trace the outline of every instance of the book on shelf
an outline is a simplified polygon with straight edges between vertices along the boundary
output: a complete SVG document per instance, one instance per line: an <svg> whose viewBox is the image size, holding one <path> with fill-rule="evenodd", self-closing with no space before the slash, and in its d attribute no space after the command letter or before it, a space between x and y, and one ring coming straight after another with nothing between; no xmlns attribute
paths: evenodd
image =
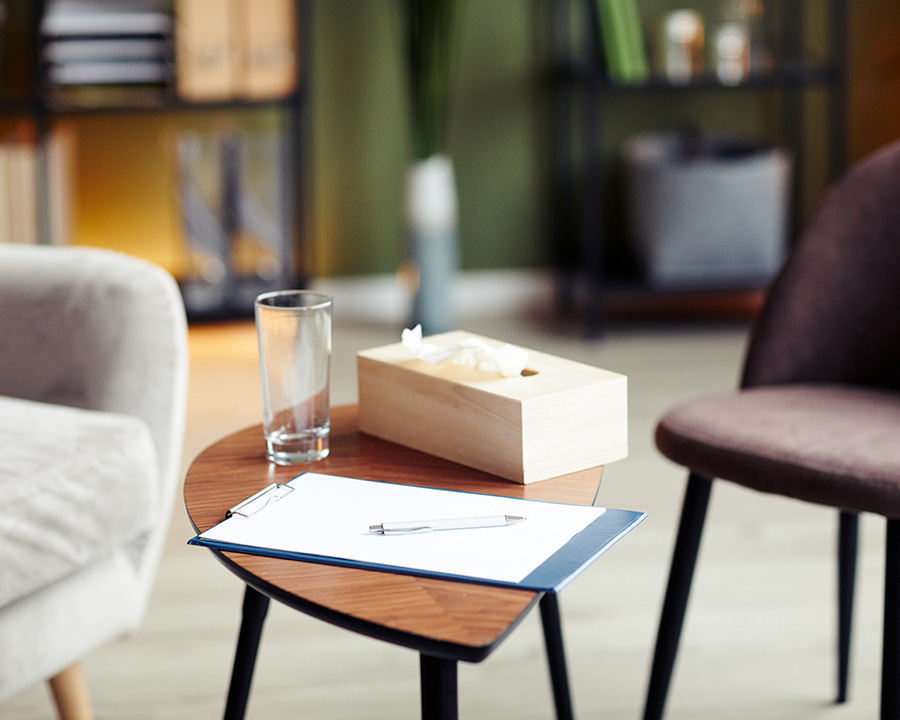
<svg viewBox="0 0 900 720"><path fill-rule="evenodd" d="M46 37L168 35L172 17L161 0L50 0Z"/></svg>
<svg viewBox="0 0 900 720"><path fill-rule="evenodd" d="M48 64L109 60L148 61L164 58L169 50L163 38L67 38L49 40L41 52Z"/></svg>
<svg viewBox="0 0 900 720"><path fill-rule="evenodd" d="M45 241L38 225L41 193L47 203L46 241L55 245L69 241L72 134L54 129L47 137L45 186L38 175L40 152L30 138L13 135L0 141L0 243Z"/></svg>
<svg viewBox="0 0 900 720"><path fill-rule="evenodd" d="M6 160L10 240L36 244L37 150L31 143L11 142L3 146L2 152Z"/></svg>
<svg viewBox="0 0 900 720"><path fill-rule="evenodd" d="M33 143L0 142L0 242L38 242L36 168Z"/></svg>
<svg viewBox="0 0 900 720"><path fill-rule="evenodd" d="M649 62L637 0L597 0L606 73L618 83L643 82Z"/></svg>
<svg viewBox="0 0 900 720"><path fill-rule="evenodd" d="M157 61L71 62L51 66L54 85L153 85L168 81L165 64Z"/></svg>
<svg viewBox="0 0 900 720"><path fill-rule="evenodd" d="M47 158L47 239L52 245L66 245L71 239L75 143L76 131L71 125L57 125L44 141Z"/></svg>

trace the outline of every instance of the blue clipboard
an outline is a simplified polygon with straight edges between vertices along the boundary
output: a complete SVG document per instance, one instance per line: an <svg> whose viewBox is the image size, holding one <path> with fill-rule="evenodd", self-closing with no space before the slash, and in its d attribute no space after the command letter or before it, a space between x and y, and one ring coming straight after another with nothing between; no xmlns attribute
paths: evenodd
<svg viewBox="0 0 900 720"><path fill-rule="evenodd" d="M304 473L294 480L302 480ZM334 478L338 479L338 478ZM408 488L409 486L396 486L391 483L378 483L371 480L357 480L340 478L340 480L350 480L354 483L375 483L376 486L387 488ZM267 508L274 503L278 503L282 498L290 499L291 483L285 485L272 485L260 491L256 495L247 498L247 500L239 503L232 508L229 513L229 519L224 522L241 522L241 517L248 518L265 514ZM365 486L359 486L365 487ZM415 488L417 491L423 488ZM455 495L468 495L481 498L493 498L495 496L480 496L477 493L460 493L454 490L436 490L429 489L432 493L450 493ZM560 503L546 503L541 500L521 500L516 499L515 502L521 504L521 507L529 507L529 504L540 503L544 506L559 506ZM285 503L286 509L287 503ZM282 513L283 514L283 513ZM646 517L645 513L630 510L617 510L606 508L603 513L595 520L590 522L580 532L574 534L564 544L562 544L555 552L553 552L545 560L537 564L524 578L517 582L505 581L502 579L491 577L474 577L466 575L464 572L435 572L418 567L408 567L404 565L385 564L373 562L371 560L357 560L346 557L332 556L328 554L319 554L305 552L302 547L285 548L272 546L259 546L252 543L238 543L231 541L223 541L213 537L204 537L203 533L191 538L188 541L190 545L206 547L212 550L240 552L250 555L263 555L267 557L276 557L287 560L300 560L303 562L312 562L325 565L336 565L339 567L358 568L365 570L376 570L382 572L392 572L405 575L413 575L417 577L430 577L443 580L453 580L460 582L471 582L481 585L493 585L498 587L513 587L522 590L531 590L536 592L559 592L579 574L581 574L588 566L590 566L597 558L603 555L609 548L615 545L621 538L627 535L631 530L637 527ZM223 525L224 523L220 523ZM216 526L219 527L219 526ZM212 532L215 528L211 528ZM450 531L456 532L456 531Z"/></svg>

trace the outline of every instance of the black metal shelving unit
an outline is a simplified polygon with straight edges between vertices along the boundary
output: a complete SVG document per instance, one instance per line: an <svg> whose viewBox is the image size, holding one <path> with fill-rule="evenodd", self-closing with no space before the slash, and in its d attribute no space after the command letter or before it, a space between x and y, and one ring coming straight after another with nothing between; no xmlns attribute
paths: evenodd
<svg viewBox="0 0 900 720"><path fill-rule="evenodd" d="M25 2L25 0L22 0ZM175 89L174 68L173 82L141 100L130 101L115 99L109 102L69 102L61 98L49 81L46 64L43 59L44 38L41 34L41 23L47 10L46 0L28 0L25 2L26 46L29 53L28 90L15 97L0 96L0 116L16 116L28 120L34 128L37 155L37 227L41 242L47 242L50 236L50 207L47 191L47 141L54 121L66 117L88 115L134 115L134 114L183 114L213 113L227 116L254 110L276 109L282 113L281 125L288 138L290 170L289 190L285 202L289 205L289 237L284 243L284 255L281 258L283 267L287 268L286 277L279 278L279 286L289 284L302 287L309 280L309 262L311 250L307 246L308 228L310 226L310 204L307 202L307 178L310 148L310 63L312 2L311 0L294 0L295 37L297 42L296 67L298 76L295 88L290 93L271 99L243 100L240 98L215 101L194 102L180 98ZM272 289L275 289L274 287ZM191 315L190 308L189 316ZM227 319L252 313L252 306L233 307L227 303L218 310L200 312L194 319Z"/></svg>
<svg viewBox="0 0 900 720"><path fill-rule="evenodd" d="M624 288L631 293L654 292L640 278L617 278L606 267L607 218L601 198L608 192L607 158L601 144L607 106L623 97L648 93L780 93L784 108L780 137L794 157L796 207L797 188L806 167L803 133L809 118L803 105L807 91L821 89L828 93L827 118L818 118L828 124L828 179L837 177L846 166L847 3L825 0L823 4L829 47L828 56L822 61L807 57L804 2L770 0L766 7L777 13L782 35L778 59L770 72L751 75L738 85L723 84L711 74L683 84L654 75L640 83L621 84L611 81L603 70L599 40L602 19L596 0L551 0L551 222L558 240L557 300L561 308L570 309L576 305L577 290L582 290L581 310L587 335L602 333L604 303L611 291ZM577 48L573 47L576 27L582 33Z"/></svg>

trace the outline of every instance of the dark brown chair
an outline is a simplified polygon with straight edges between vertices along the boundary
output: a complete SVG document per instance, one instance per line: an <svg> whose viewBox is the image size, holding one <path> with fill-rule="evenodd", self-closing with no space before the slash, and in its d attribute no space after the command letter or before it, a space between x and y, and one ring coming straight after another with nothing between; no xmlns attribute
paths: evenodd
<svg viewBox="0 0 900 720"><path fill-rule="evenodd" d="M900 718L900 142L826 193L753 328L741 388L666 414L688 468L645 720L662 717L713 479L839 510L837 701L846 699L858 513L887 518L882 718Z"/></svg>

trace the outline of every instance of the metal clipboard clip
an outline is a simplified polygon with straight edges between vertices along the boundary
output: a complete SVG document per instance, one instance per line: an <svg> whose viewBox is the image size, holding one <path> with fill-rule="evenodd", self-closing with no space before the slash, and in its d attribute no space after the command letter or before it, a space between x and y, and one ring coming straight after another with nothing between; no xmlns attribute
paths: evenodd
<svg viewBox="0 0 900 720"><path fill-rule="evenodd" d="M225 513L225 517L230 518L232 515L251 517L292 492L294 492L294 488L290 485L278 485L272 483L268 487L264 487L255 495L251 495L246 500L239 502Z"/></svg>

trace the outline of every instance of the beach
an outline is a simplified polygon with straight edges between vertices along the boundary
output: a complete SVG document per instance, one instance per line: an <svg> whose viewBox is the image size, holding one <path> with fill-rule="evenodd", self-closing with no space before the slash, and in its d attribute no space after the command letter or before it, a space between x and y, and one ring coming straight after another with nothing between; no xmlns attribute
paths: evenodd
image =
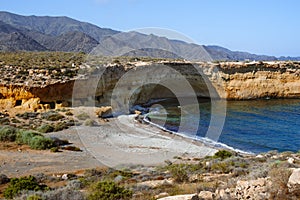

Problem requirements: Where does "metal" occur in the data? Copy each line that has it.

Response for this exercise:
trace the outline of every instance of the black metal shelving unit
trace the outline of every instance of the metal clipboard clip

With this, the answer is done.